*Work task*
Please set down word for word every line from the one holding "the dry brown" to the end of the data below, both included.

++++++++

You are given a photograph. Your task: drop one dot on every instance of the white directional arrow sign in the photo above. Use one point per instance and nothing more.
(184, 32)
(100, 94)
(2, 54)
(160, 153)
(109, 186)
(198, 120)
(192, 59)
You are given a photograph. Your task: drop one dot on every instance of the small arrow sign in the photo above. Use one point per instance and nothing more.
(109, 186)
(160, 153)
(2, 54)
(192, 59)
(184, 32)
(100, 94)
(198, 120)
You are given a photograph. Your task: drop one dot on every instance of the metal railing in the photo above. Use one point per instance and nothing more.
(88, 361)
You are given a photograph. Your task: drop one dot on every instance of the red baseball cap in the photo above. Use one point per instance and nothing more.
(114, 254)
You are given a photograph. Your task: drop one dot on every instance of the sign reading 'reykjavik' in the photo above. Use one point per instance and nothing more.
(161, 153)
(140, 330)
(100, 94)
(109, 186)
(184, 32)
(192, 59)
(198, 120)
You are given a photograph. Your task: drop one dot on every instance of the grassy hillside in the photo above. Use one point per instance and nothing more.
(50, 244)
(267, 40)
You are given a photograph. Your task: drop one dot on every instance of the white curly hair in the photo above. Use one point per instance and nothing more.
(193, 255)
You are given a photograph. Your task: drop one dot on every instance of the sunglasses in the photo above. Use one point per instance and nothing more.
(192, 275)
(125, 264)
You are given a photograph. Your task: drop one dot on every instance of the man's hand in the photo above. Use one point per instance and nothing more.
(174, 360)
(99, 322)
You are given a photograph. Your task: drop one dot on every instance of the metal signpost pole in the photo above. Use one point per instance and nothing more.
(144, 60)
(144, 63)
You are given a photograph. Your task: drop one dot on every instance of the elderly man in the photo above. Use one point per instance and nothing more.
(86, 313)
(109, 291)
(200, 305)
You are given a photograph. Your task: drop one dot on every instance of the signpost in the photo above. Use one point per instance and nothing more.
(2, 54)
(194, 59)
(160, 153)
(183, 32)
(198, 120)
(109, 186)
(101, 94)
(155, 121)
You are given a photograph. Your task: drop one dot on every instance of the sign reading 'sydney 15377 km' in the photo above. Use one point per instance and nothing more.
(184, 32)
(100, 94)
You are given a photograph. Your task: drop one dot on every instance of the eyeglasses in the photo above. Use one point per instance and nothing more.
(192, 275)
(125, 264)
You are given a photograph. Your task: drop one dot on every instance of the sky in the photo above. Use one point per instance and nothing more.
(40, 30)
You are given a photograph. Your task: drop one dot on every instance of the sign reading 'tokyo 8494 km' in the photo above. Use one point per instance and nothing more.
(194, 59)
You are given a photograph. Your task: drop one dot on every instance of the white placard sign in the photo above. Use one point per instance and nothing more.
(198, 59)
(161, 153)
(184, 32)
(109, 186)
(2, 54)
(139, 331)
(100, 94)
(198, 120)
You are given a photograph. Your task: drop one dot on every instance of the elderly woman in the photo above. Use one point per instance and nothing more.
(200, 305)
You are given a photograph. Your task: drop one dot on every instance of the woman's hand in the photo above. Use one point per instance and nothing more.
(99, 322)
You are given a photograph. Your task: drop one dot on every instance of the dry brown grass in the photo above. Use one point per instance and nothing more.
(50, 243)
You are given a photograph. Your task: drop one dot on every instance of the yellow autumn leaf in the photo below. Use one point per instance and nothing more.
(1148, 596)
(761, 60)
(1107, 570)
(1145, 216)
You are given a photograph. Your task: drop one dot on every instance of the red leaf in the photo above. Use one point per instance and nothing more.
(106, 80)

++++++++

*Answer section*
You are given a photograph. Your task: drop one dot on every instance of the dry brown grass in the photo above. Use one point per instance and nothing more.
(50, 243)
You are given a photograph. Your task: drop one dot on every instance of the yellow autumn leaf in the photo below. Use one point per instance and nothing more.
(1148, 596)
(761, 60)
(1107, 570)
(1145, 216)
You are given a photograph. Your task: drop one dot on every instance of the red leaf in the photo above. Use one point per instance and nothing more.
(106, 80)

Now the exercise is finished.